### WHAT YOU WILL DO
Exact transcription, pictures omitted: begin at the top line of the records below and end with the line bearing "Each instance of".
*** Opening MATERIAL PROVIDED ***
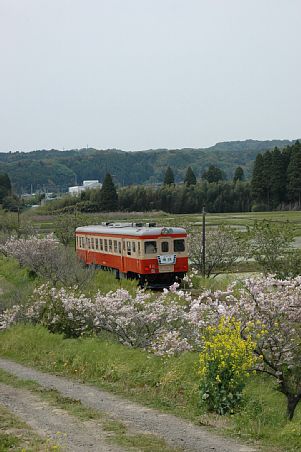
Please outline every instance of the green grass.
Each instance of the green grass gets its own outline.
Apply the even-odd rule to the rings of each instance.
[[[93,270],[92,270],[93,271]],[[137,289],[137,281],[127,279],[116,279],[114,274],[109,271],[95,270],[93,277],[84,288],[87,295],[95,294],[98,290],[106,294],[117,289],[126,289],[133,293]]]
[[[0,254],[0,310],[26,302],[38,283],[15,259]]]
[[[31,428],[7,408],[0,405],[0,451],[59,451],[59,447],[49,443],[34,433]]]
[[[274,380],[254,376],[241,411],[221,417],[199,407],[197,354],[162,359],[108,338],[63,339],[42,327],[17,326],[0,335],[0,355],[44,371],[79,379],[197,424],[281,450],[301,449],[301,406],[285,419],[285,398]]]
[[[14,375],[0,369],[0,382],[14,388],[27,389],[47,401],[49,404],[65,410],[69,414],[76,416],[81,420],[85,421],[93,419],[100,421],[101,427],[109,433],[108,441],[119,444],[126,449],[145,452],[152,452],[155,450],[172,452],[176,450],[175,448],[169,447],[163,439],[158,438],[155,435],[129,432],[128,428],[122,422],[116,419],[110,419],[108,417],[108,413],[88,408],[82,405],[79,400],[64,397],[55,389],[45,389],[35,381],[17,378]],[[14,437],[11,437],[9,441],[13,443],[14,439]],[[2,451],[1,448],[0,451]]]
*** Closing MATERIAL PROVIDED ***
### EXERCISE RESPONSE
Please outline every instance of the green grass.
Each instance of the green grass gets its own outline.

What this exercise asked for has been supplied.